◆ **SET OF TASKS**
a) In the interview on bridges needing repair, how often are bridge inspections conducted?
b) Decide whether each statement agrees with the interview on bridges needing repair: (i) Iowa has 5,000 bridges that need repair. (ii) Fiscal year 2015 begins on January 1. (iii) The American Road & Transportation Builders Association is a lobbying group.
c) Carry on the interview on bridges needing repair from its final line.

◆ **DOCUMENT SECTION**
---+---
Question for you: Do you travel the McDonald Street Bridge over the 405 in L.A.? How about the Mill Creek Road Bridge over the Schuylkill outside Philly or the Grand Ave. Bridge at I-35 in Polk County, Iowa? If so, you are traveling over some of the more than 63,000 bridges in need of repair in the U.S., over 4,000 in Oklahoma, 133 in Alaska.

In four states - Pennsylvania, Rhode Island, Iowa and South Dakota - 20 percent of the bridges are in the structurally deficient or in need of repair category, and the funds for these repairs are drying up. Alison Black is chief economist with the American Road & Transportation Builders Association. They're a lobbying group that put out today's report. Alison, welcome.

ALISON BLACK: Thank you very much.

YOUNG: And what you did is analyze a 2013 survey of bridges by the Department of Transportation. So first of all start there. How do we determine which bridge isn't structurally sound?

BLACK: Well, the Federal Highway Administration collects data every year from state DOTs and other bridge owners about the status of the nation's bridges. So they do have a ratings system based on bridge inspections that are conducted at least every two years on all the structures across the United States. So a bridge is classified as structurally deficient if one of the key structural elements, which could include the deck, superstructure or substructure, is rated in poor condition.

YOUNG: So we see Pennsylvania has 5,200 bridges that need repair, and of course Pennsylvania has beautiful old stone bridges, covered bridges, wooden bridges but also commuter bridges, 5,200. Iowa, number two, with 5,000. You found the 250 most heavily crossed structurally deficient bridges are on urban interstate highways, no surprise, and particularly in the very big state of California.

BLACK: They do account for well over 150 of those top 250 that we listed.

YOUNG: Well, we've reported quite a bit on crumbling infrastructure. In March, President Obama proposed a $302 billion transportation budget to help fund the Highway Trust Fund, which is also funded by the federal gas tax, and that's what pays for road and bridge projects. It's expected to go insolvent by the end of the fiscal year. What will that do to bridge repair projects?

BLACK: Well, the challenge is that all the revenues coming into the Highway Trust Fund need to be used to pay for projects that are ongoing. So the Highway Trust Fund will definitely be able to meet all of its commitments in terms of making sure that any project underway will continue to receive federal funds.

However, there are not enough revenues to get any new projects underway in fiscal year 2015, which starts October 1. And this is going to have a significant impact on every state highway and bridge construction program. When you look at the last 10 years, on average, the federal aid program is about 52 percent of all state highway and bridge construction spending, so it's a very, very important part of the overall market in trying to address some of these condition issues.

YOUNG: Well, your organization is trying to get across this point with comparisons. For instance you say that if all the structurally deficient bridges in the U.S. were placed end to end, it would take 25 hours driving 60 miles an hour to cross them, like driving from Boston to Miami. But you are a lobbying organization, and you are confronting a Congress that hasn't been passing bills.

This month House Minority Leader Steny Hoyer predicted that any bill that doesn't fall under the constraints of the House Budget Chair Paul Ryan will not pass, and in fact the Department of Transportation funding bills were pulled. So where else do you look for this money?
---+---
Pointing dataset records

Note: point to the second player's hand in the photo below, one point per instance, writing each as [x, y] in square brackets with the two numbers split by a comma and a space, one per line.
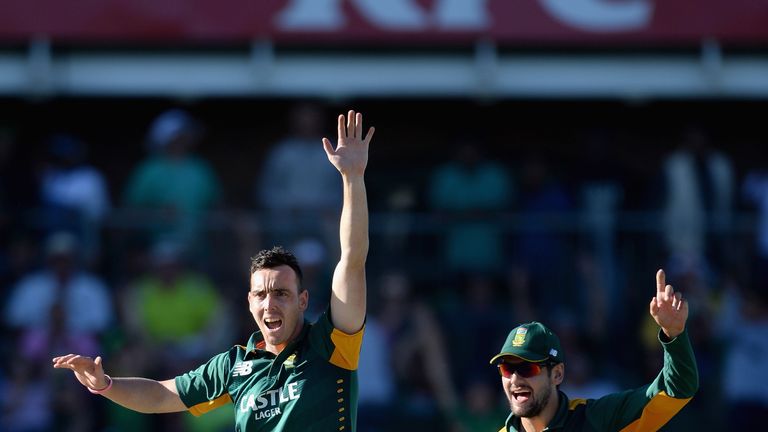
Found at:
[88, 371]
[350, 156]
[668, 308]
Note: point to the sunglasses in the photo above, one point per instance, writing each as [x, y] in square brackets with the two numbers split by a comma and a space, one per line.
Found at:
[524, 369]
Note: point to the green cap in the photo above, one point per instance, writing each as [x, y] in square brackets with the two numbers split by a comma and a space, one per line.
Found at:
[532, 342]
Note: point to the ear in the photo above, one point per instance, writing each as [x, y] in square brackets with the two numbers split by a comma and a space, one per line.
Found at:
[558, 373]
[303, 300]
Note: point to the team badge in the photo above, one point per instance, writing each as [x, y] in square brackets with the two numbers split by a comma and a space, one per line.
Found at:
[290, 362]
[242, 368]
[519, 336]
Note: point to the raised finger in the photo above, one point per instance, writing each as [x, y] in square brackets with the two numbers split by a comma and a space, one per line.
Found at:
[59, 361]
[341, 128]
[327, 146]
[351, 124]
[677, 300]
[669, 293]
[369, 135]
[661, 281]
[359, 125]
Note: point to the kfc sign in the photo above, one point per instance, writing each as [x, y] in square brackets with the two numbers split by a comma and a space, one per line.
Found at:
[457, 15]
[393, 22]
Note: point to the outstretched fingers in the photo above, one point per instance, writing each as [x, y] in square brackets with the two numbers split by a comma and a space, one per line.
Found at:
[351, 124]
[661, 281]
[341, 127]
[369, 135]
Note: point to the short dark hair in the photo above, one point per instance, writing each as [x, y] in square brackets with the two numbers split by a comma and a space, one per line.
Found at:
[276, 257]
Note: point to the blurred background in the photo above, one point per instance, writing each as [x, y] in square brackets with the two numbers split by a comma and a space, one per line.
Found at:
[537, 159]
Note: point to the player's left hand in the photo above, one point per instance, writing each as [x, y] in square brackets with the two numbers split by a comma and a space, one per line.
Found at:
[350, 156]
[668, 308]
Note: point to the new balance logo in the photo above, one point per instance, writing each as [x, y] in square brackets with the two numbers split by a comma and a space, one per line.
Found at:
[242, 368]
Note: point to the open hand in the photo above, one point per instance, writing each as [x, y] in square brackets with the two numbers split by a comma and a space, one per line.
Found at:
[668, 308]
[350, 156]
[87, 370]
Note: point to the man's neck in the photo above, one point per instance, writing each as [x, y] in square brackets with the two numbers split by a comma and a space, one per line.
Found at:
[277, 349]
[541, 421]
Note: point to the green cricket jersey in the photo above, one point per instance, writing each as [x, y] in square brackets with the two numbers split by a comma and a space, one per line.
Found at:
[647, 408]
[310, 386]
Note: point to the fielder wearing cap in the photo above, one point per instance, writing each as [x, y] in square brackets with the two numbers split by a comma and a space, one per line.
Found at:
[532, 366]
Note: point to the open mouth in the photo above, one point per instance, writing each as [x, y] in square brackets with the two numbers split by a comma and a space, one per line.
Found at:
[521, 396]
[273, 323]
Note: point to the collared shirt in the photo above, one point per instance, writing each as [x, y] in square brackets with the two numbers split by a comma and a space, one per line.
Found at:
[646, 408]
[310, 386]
---+---
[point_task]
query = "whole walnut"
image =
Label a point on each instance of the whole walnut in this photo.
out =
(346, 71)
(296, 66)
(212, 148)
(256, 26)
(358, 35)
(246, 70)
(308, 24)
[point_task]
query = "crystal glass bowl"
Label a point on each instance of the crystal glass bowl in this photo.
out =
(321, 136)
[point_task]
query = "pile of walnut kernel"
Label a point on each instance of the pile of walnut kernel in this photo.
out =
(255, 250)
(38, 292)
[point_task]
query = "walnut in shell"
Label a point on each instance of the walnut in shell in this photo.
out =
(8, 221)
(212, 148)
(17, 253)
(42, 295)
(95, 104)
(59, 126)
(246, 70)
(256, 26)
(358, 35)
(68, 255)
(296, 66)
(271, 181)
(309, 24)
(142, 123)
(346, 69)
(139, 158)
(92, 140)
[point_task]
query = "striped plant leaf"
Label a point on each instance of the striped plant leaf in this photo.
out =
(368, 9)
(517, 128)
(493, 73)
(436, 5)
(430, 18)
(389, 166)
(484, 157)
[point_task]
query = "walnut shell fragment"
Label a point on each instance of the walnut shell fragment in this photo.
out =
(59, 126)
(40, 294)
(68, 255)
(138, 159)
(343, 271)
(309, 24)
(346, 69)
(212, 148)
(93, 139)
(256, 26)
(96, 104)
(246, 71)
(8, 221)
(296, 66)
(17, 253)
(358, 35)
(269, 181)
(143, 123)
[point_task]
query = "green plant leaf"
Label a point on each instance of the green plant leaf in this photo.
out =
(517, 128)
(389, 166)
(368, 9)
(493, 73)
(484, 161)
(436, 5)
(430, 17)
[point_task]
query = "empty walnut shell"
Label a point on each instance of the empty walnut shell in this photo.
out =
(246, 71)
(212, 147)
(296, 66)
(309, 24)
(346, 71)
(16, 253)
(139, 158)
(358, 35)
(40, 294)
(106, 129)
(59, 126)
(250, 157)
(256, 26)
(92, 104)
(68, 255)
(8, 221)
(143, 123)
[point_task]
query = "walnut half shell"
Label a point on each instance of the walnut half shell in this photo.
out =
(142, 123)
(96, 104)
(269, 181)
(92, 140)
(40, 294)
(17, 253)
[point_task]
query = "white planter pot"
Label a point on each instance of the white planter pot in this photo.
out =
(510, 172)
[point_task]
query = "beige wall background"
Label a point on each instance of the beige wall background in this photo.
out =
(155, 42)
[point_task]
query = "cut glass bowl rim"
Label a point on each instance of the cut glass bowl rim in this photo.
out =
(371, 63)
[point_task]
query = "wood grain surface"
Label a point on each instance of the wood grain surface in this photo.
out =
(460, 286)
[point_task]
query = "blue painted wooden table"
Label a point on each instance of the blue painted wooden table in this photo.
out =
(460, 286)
---+---
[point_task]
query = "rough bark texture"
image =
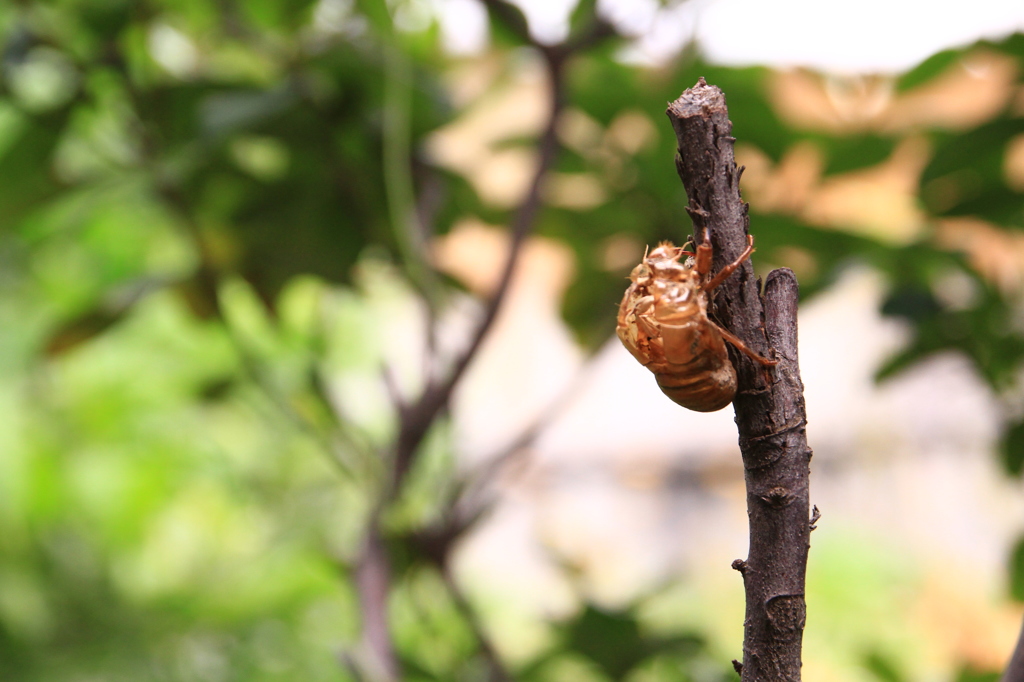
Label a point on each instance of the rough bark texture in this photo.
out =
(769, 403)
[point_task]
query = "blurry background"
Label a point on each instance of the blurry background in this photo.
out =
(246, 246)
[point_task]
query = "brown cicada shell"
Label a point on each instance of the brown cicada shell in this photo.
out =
---+---
◆ **SET OF ANSWERS**
a) At least every two years.

b)
(i) Yes: "Iowa, number two, with 5,000."
(ii) No: "fiscal year 2015, which starts October 1."
(iii) Yes: "They're a lobbying group that put out today's report."

c)
BLACK: Well, traditionally, transportation has been a bipartisan issue, and Congress is aware that they need to address this issue. And the federal aid program is so important to the overall market. Public-private partnerships and some other financing mechanisms can be helpful in trying to address specific projects, but they're not going to solve the chronic underinvestment that we've made in our infrastructure for years.

That really is the job of Congress, to help provide that funding. And again, state DOTs are doing the best they can, but they can't wave a magic wand and make this situation disappear.

YOUNG: Well, in fact we did a story on this in March. We'll link you to it at hereandnow.org. But to review, the federal gas tax has been flat for about 20 years. So some states are raising their state gas taxes to help pay for this infrastructure. They're also looking at things like pay-per-mile programs, where you pay for miles that you drive on state and federal roads, tolls that charge people different rates depending on how gas-efficient their cars are.

People are looking at different ways to raise this money. You say what?

BLACK: Absolutely, and those are all very important developments. We've seen six states increase their gas taxes or their revenues, including sales taxes on gasoline, just in 2013 alone. So states are trying to address this issue, but again we are so far behind the eight ball in terms of what we need to be spending to make the significant improvements to help our economy.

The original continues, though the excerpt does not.